### DIRECTION:
Show every line of the records below that contains the string "podium", treating uppercase and lowercase as different.

[Named object pointing records]
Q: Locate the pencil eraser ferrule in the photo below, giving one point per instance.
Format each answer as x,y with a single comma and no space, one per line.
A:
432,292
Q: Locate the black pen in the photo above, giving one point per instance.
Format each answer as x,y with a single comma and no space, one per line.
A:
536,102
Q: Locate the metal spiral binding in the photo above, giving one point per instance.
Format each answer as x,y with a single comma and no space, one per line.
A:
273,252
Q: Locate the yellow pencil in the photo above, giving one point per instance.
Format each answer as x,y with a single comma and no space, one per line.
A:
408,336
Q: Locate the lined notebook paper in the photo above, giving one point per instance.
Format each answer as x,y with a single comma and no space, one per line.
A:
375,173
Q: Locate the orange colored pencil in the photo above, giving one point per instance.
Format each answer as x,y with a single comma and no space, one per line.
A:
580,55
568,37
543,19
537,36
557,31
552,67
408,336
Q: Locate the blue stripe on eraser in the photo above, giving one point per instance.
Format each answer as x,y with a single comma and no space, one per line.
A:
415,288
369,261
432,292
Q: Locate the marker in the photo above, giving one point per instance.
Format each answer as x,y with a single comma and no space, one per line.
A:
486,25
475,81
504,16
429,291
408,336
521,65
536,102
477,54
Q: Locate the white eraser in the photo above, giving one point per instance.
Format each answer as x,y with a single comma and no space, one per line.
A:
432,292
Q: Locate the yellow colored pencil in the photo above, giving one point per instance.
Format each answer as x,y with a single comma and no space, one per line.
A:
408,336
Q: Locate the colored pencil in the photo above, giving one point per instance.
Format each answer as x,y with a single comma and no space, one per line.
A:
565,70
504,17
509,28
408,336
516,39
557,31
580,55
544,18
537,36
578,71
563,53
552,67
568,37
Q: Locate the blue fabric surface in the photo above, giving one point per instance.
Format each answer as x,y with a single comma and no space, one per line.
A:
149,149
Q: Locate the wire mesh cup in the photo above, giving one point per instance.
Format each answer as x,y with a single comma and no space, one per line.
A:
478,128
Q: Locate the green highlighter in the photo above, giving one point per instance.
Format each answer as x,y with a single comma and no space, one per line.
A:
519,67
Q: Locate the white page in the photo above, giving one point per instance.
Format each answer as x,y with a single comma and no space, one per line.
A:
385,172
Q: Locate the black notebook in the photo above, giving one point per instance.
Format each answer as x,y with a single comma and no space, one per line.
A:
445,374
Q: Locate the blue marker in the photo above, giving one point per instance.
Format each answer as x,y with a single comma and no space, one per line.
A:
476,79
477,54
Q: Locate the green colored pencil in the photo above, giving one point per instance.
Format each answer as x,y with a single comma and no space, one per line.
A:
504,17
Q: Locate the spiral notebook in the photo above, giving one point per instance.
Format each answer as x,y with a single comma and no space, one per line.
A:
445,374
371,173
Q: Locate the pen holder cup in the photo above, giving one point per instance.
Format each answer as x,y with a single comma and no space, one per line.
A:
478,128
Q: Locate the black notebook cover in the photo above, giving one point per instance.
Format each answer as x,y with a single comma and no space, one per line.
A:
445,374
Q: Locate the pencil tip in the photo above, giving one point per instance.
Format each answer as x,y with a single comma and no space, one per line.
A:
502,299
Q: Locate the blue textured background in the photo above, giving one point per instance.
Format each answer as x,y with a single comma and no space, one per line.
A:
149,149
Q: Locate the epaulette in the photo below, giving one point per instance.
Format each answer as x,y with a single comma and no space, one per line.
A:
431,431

==

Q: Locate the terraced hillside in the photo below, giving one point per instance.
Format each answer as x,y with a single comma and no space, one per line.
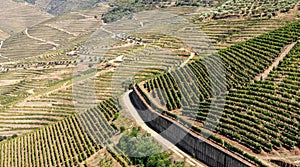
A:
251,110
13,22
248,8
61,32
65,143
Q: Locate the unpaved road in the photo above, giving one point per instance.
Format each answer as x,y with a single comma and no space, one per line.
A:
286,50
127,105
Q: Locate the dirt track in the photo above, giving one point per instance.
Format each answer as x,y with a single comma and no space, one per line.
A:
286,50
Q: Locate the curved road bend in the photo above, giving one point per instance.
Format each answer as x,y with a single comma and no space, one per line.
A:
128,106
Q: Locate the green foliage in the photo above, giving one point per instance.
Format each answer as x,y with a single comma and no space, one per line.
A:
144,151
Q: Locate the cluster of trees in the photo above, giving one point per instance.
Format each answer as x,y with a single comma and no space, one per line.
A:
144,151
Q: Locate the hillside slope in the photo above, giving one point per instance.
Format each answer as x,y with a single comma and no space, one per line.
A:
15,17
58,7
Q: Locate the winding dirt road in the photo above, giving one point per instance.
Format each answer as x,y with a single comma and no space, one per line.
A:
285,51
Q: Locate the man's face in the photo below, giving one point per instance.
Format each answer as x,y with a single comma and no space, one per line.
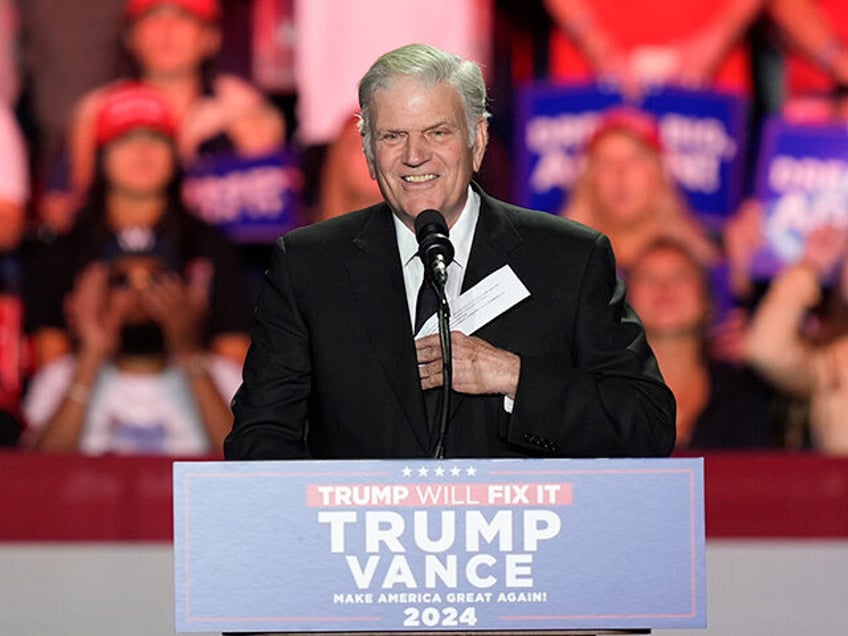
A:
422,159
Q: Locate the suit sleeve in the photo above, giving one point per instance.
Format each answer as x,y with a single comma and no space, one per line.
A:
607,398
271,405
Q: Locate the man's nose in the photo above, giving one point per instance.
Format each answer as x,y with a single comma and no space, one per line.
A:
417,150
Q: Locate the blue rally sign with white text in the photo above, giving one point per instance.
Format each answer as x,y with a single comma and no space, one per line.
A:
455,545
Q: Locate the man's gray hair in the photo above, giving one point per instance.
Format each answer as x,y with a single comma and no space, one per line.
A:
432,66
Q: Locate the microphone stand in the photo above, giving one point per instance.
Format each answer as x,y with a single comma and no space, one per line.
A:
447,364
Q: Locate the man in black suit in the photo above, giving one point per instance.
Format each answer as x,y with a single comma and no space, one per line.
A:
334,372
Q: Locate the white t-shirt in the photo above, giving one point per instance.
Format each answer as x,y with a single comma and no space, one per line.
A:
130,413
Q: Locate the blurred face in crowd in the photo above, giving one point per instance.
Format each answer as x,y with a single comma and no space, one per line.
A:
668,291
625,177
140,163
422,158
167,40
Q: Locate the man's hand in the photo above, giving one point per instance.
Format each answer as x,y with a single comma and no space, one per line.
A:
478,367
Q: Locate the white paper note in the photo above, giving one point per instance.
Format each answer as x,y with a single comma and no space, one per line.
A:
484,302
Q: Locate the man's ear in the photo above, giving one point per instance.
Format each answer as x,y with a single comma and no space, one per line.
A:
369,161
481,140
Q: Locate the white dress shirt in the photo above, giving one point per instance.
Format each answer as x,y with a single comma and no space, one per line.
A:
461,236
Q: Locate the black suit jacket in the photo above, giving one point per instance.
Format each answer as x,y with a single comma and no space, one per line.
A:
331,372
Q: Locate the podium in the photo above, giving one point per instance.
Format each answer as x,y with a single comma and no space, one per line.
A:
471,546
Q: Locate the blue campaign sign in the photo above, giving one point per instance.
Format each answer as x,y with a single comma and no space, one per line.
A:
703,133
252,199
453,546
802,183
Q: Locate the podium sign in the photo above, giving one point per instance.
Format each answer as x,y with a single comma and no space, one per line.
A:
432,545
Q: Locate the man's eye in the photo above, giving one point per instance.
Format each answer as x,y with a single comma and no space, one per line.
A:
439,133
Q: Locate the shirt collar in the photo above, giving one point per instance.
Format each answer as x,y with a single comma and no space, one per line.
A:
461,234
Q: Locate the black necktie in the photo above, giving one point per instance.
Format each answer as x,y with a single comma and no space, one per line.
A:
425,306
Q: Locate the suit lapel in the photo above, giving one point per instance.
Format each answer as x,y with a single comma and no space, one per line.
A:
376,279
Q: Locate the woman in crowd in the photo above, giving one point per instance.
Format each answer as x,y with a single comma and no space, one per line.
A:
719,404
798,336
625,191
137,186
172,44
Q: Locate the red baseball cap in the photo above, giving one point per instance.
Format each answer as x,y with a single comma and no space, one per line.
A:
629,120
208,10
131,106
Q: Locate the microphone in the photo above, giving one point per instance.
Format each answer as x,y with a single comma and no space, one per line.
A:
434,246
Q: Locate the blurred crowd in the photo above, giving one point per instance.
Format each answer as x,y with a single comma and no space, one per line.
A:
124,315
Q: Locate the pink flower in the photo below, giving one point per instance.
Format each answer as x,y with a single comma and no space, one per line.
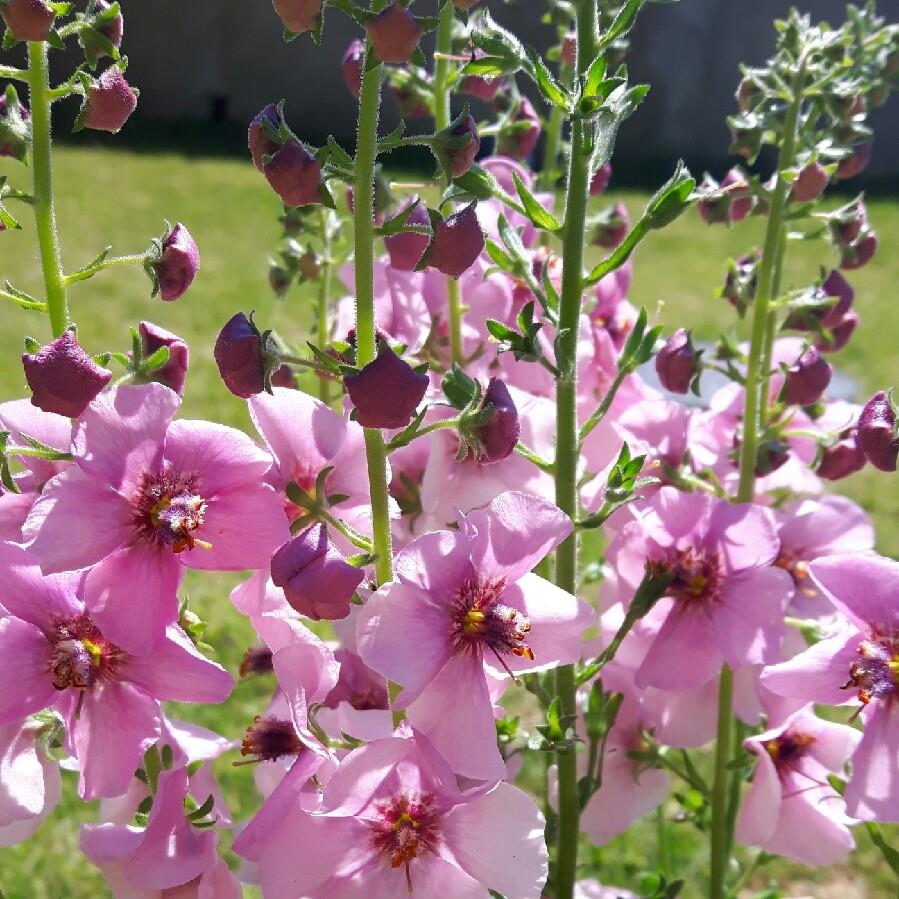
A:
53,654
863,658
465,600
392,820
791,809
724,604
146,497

### RESULT FOR THIS TASK:
Q: Locate the podium in the photo above, giving one point per instance.
Q: Locate the podium sign in the photo above, giving one point per instance.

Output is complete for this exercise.